> _Directions for this task_: Please print the line that holds "Query: cross arm" and each line after it to the end of the data, word for word, without any pictures.

- Opening Delimiter -

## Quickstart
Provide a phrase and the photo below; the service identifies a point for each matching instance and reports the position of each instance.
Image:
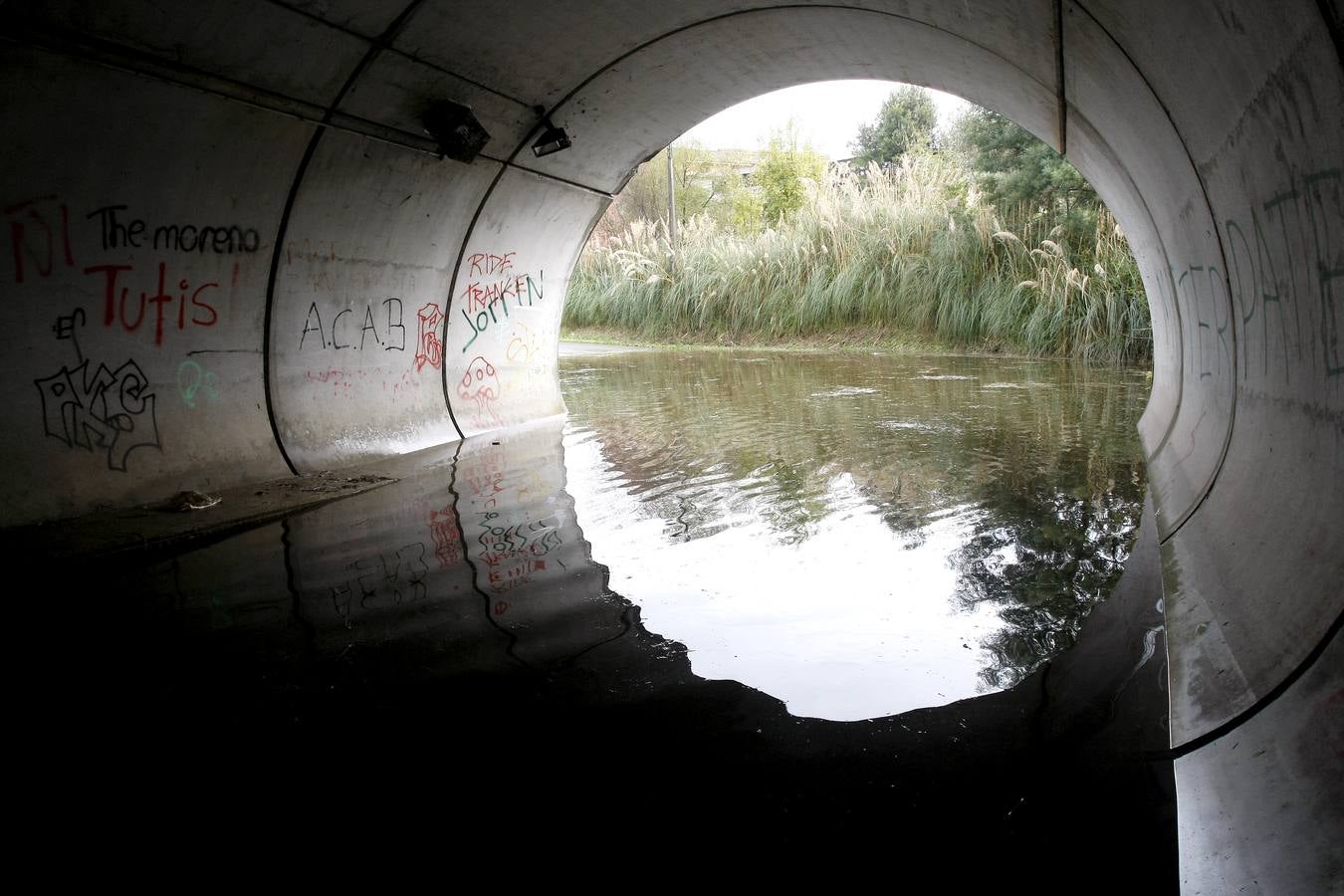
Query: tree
(905, 123)
(1013, 168)
(703, 185)
(783, 172)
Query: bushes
(914, 251)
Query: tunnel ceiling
(234, 250)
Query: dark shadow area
(440, 664)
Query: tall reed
(911, 251)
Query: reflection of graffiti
(110, 411)
(429, 346)
(195, 381)
(480, 384)
(514, 553)
(442, 528)
(388, 579)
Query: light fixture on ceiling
(456, 130)
(553, 140)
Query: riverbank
(911, 260)
(597, 340)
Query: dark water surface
(629, 641)
(856, 535)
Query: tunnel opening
(1212, 129)
(753, 488)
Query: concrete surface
(233, 253)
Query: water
(675, 626)
(856, 535)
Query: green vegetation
(988, 243)
(903, 125)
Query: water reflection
(445, 653)
(857, 535)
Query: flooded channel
(737, 602)
(856, 535)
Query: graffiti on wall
(196, 384)
(105, 411)
(492, 287)
(369, 332)
(39, 237)
(429, 344)
(1278, 295)
(41, 243)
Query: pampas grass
(910, 251)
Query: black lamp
(553, 140)
(456, 130)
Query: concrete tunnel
(235, 253)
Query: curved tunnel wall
(233, 251)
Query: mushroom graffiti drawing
(480, 384)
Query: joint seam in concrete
(1062, 122)
(395, 51)
(289, 207)
(1222, 257)
(1263, 703)
(144, 65)
(622, 57)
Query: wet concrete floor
(440, 661)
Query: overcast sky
(828, 113)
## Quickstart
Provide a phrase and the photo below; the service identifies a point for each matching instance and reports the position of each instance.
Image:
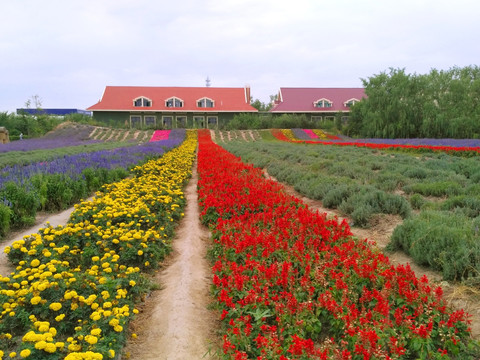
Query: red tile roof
(121, 98)
(302, 99)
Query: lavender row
(78, 136)
(73, 165)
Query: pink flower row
(159, 135)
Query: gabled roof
(120, 98)
(303, 99)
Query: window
(142, 101)
(135, 121)
(205, 102)
(323, 103)
(174, 102)
(149, 120)
(167, 121)
(351, 102)
(199, 121)
(212, 121)
(181, 121)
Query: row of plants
(74, 288)
(291, 284)
(381, 144)
(57, 183)
(362, 182)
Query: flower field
(55, 183)
(465, 147)
(74, 288)
(291, 284)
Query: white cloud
(68, 51)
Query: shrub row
(290, 284)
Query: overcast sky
(67, 51)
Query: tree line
(440, 104)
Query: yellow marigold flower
(55, 306)
(50, 348)
(35, 300)
(35, 263)
(118, 328)
(92, 340)
(107, 305)
(25, 353)
(40, 345)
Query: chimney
(247, 94)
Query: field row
(436, 195)
(291, 284)
(74, 288)
(56, 182)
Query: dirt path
(174, 322)
(41, 221)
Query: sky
(64, 52)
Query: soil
(41, 221)
(174, 322)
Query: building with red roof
(318, 103)
(171, 107)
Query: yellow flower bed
(74, 288)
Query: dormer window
(350, 102)
(142, 102)
(205, 102)
(323, 103)
(174, 102)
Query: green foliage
(270, 121)
(24, 204)
(441, 104)
(417, 201)
(437, 188)
(30, 126)
(448, 242)
(467, 205)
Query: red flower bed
(292, 284)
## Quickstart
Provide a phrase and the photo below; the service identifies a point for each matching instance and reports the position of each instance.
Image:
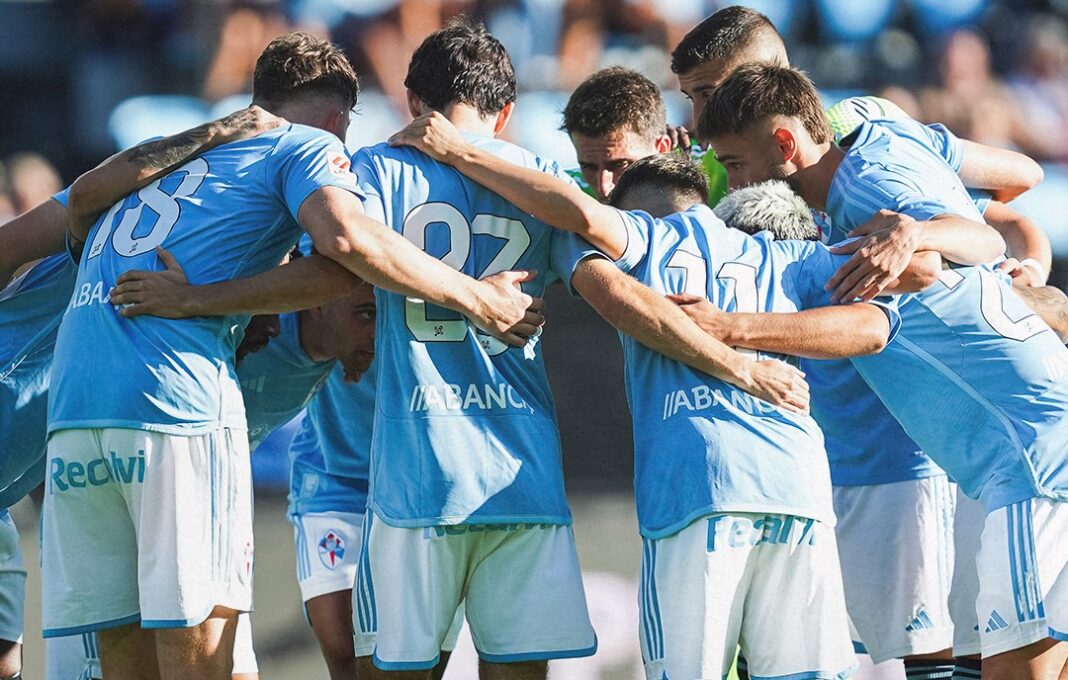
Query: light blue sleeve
(307, 160)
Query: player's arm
(885, 244)
(1027, 247)
(548, 199)
(37, 233)
(643, 314)
(128, 171)
(1006, 174)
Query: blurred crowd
(81, 77)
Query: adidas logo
(995, 622)
(921, 622)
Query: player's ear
(414, 105)
(503, 117)
(787, 143)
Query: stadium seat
(139, 119)
(852, 21)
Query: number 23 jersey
(465, 427)
(228, 214)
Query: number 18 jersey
(228, 214)
(465, 427)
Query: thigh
(195, 505)
(895, 543)
(89, 542)
(795, 619)
(409, 583)
(524, 595)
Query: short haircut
(756, 92)
(672, 172)
(615, 98)
(298, 64)
(721, 36)
(769, 206)
(462, 63)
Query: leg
(1043, 660)
(331, 616)
(200, 651)
(524, 670)
(128, 652)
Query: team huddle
(854, 447)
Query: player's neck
(310, 334)
(814, 176)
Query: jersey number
(992, 305)
(165, 205)
(460, 235)
(695, 281)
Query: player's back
(982, 383)
(703, 445)
(466, 428)
(228, 214)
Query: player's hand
(1024, 274)
(163, 294)
(779, 383)
(434, 135)
(706, 315)
(244, 124)
(679, 138)
(533, 320)
(501, 304)
(881, 251)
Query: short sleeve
(307, 160)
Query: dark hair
(673, 172)
(719, 37)
(615, 98)
(462, 63)
(298, 64)
(756, 92)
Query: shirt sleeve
(305, 161)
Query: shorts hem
(404, 665)
(91, 628)
(812, 675)
(538, 655)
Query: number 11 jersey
(465, 426)
(228, 214)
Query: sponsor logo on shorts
(331, 549)
(725, 532)
(459, 530)
(76, 474)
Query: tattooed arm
(129, 170)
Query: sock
(968, 669)
(930, 669)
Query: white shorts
(1023, 575)
(768, 583)
(78, 657)
(968, 524)
(895, 542)
(328, 551)
(12, 581)
(521, 585)
(191, 500)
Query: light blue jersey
(703, 445)
(228, 214)
(330, 456)
(880, 452)
(974, 376)
(465, 428)
(279, 380)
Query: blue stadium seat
(940, 16)
(852, 21)
(143, 117)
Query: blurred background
(80, 79)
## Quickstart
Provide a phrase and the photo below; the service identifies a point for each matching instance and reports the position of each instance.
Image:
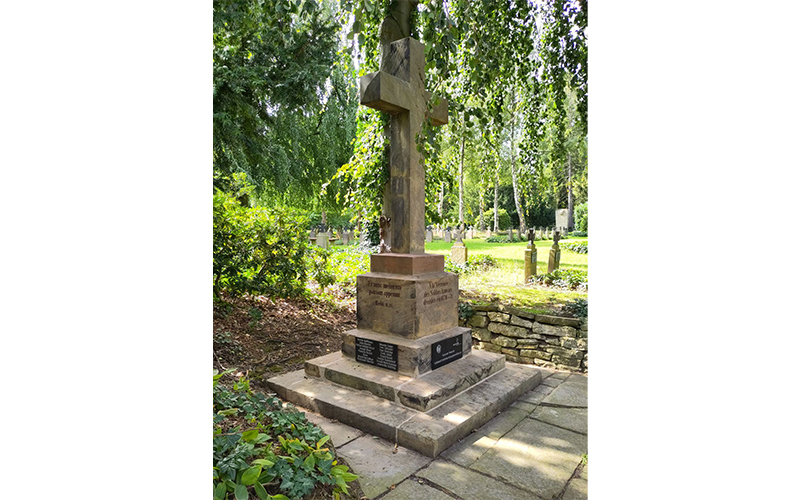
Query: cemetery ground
(261, 337)
(264, 337)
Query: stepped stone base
(430, 432)
(421, 393)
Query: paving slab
(536, 395)
(378, 468)
(572, 392)
(471, 485)
(472, 447)
(411, 489)
(340, 433)
(574, 419)
(577, 489)
(535, 456)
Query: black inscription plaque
(446, 351)
(376, 353)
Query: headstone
(322, 240)
(407, 347)
(554, 259)
(562, 219)
(530, 256)
(458, 252)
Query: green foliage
(573, 279)
(257, 251)
(317, 262)
(582, 217)
(474, 264)
(577, 247)
(503, 219)
(578, 308)
(247, 459)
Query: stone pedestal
(530, 262)
(458, 253)
(408, 373)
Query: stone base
(421, 393)
(429, 432)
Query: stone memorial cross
(399, 89)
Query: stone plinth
(458, 253)
(410, 306)
(406, 263)
(413, 355)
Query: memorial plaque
(446, 351)
(376, 353)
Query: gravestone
(562, 220)
(458, 252)
(322, 240)
(554, 259)
(407, 372)
(530, 256)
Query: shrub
(247, 459)
(502, 217)
(473, 264)
(581, 215)
(578, 308)
(256, 250)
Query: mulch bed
(265, 337)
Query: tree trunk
(514, 179)
(570, 199)
(461, 186)
(496, 193)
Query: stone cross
(399, 89)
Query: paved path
(532, 450)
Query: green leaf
(250, 475)
(250, 435)
(260, 491)
(240, 492)
(219, 491)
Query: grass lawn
(505, 282)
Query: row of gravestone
(448, 234)
(325, 238)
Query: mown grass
(506, 281)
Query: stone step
(430, 432)
(421, 393)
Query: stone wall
(535, 339)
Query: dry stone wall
(535, 339)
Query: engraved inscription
(376, 353)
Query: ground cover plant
(265, 450)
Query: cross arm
(385, 92)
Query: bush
(502, 217)
(573, 279)
(473, 264)
(581, 215)
(256, 250)
(577, 247)
(247, 459)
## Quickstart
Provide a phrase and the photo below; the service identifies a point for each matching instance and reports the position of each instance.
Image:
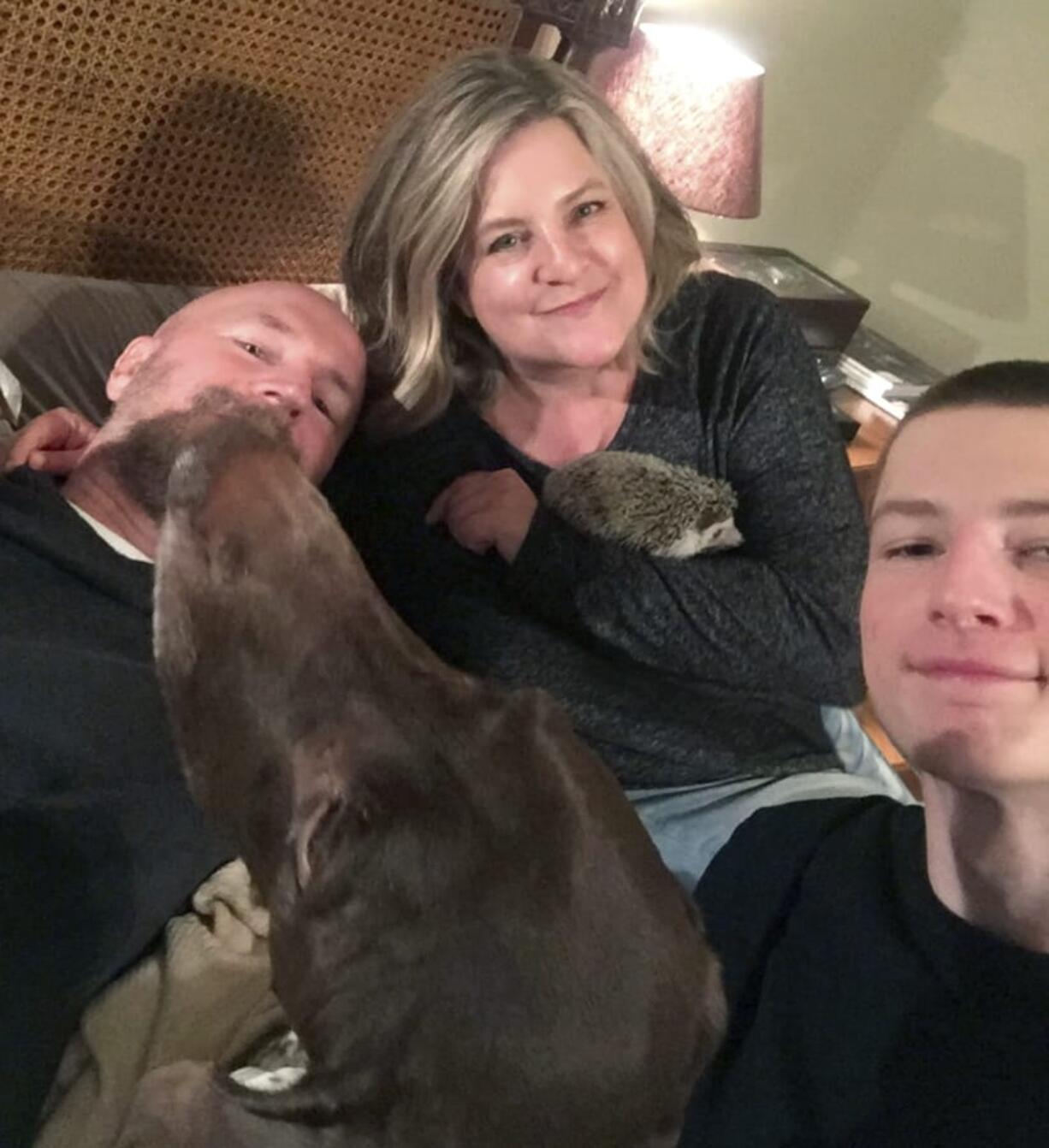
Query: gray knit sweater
(675, 671)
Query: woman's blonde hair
(411, 223)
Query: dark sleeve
(752, 885)
(779, 613)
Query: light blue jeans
(690, 823)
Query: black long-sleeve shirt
(676, 671)
(100, 842)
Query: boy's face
(955, 612)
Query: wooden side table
(876, 429)
(864, 452)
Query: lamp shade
(693, 103)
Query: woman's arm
(780, 612)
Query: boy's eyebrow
(590, 185)
(910, 507)
(923, 507)
(1025, 507)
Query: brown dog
(471, 932)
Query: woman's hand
(486, 509)
(53, 442)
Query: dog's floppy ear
(320, 795)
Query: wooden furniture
(876, 429)
(864, 453)
(186, 141)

- Closing Delimiter -

> _Answer_:
Query: cross arm
(385, 92)
Query: bush
(502, 217)
(573, 279)
(473, 264)
(581, 215)
(256, 250)
(577, 247)
(247, 459)
## Quickstart
Provide a phrase and the photo below; the service identifies a point for each matching instance and reports the position of each instance.
Image:
Query: gray knit sweater
(675, 671)
Query: woman's blonde hair
(411, 223)
Query: dark sleeve
(752, 885)
(779, 613)
Query: light blue jeans
(690, 823)
Query: black long-sleeve shirt
(676, 671)
(100, 842)
Query: boy's face
(955, 612)
Query: wooden side table
(876, 429)
(864, 452)
Query: lamp shade
(693, 103)
Query: woman's arm
(780, 612)
Query: boy's eyebrow
(590, 185)
(910, 507)
(923, 507)
(1025, 507)
Query: brown dog
(471, 932)
Query: woman's hand
(486, 509)
(53, 442)
Query: dog's floppy ear
(320, 795)
Query: wooden furniture
(876, 429)
(864, 453)
(186, 141)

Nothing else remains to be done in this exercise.